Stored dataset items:
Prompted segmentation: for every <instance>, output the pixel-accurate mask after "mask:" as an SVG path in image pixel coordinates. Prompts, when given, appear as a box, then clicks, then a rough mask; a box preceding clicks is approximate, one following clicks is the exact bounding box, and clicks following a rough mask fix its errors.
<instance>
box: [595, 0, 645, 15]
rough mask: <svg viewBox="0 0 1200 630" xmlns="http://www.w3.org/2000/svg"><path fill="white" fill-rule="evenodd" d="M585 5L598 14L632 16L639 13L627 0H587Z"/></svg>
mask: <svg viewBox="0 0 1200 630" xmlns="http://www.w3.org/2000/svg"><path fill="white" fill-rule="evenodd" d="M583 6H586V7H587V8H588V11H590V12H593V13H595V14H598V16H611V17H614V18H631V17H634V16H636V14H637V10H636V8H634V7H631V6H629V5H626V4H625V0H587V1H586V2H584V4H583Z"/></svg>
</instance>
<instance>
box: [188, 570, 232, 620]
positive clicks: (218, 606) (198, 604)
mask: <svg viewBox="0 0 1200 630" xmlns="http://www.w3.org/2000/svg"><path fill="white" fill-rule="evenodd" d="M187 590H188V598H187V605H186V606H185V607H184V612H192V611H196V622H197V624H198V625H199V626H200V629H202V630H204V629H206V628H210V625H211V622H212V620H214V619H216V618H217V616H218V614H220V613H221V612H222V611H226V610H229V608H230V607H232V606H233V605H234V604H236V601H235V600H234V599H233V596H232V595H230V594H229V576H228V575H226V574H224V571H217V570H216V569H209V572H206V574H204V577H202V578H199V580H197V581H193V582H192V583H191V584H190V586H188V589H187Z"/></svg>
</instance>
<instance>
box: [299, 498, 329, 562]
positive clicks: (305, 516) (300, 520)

Prompt:
Only the stretch of lines that begins with the one holding "box: [595, 0, 645, 15]" and ends with the last line above belongs in the answer; please write it out exactly.

Solved problem:
box: [595, 0, 645, 15]
rough mask: <svg viewBox="0 0 1200 630" xmlns="http://www.w3.org/2000/svg"><path fill="white" fill-rule="evenodd" d="M585 5L598 14L632 16L639 13L627 0H587Z"/></svg>
mask: <svg viewBox="0 0 1200 630" xmlns="http://www.w3.org/2000/svg"><path fill="white" fill-rule="evenodd" d="M583 6H586V7H587V8H588V11H590V12H593V13H595V14H598V16H611V17H614V18H631V17H634V16H636V14H637V10H636V8H634V7H631V6H629V5H626V4H625V0H587V1H586V2H584V4H583Z"/></svg>
</instance>
<instance>
box: [188, 570, 232, 620]
positive clicks: (218, 606) (198, 604)
mask: <svg viewBox="0 0 1200 630" xmlns="http://www.w3.org/2000/svg"><path fill="white" fill-rule="evenodd" d="M187 590H188V598H187V605H186V606H185V607H184V612H192V611H196V622H197V624H198V625H199V626H200V629H202V630H204V629H206V628H210V625H211V622H212V620H214V619H216V618H217V616H218V614H220V613H221V612H222V611H226V610H229V608H230V607H232V606H233V605H234V604H236V601H235V600H234V599H233V596H232V595H230V594H229V576H228V575H226V574H224V571H217V570H216V569H209V572H206V574H204V577H202V578H199V580H197V581H193V582H192V583H191V584H190V586H188V589H187Z"/></svg>
</instance>
<instance>
box: [299, 498, 329, 562]
positive clicks: (305, 516) (300, 520)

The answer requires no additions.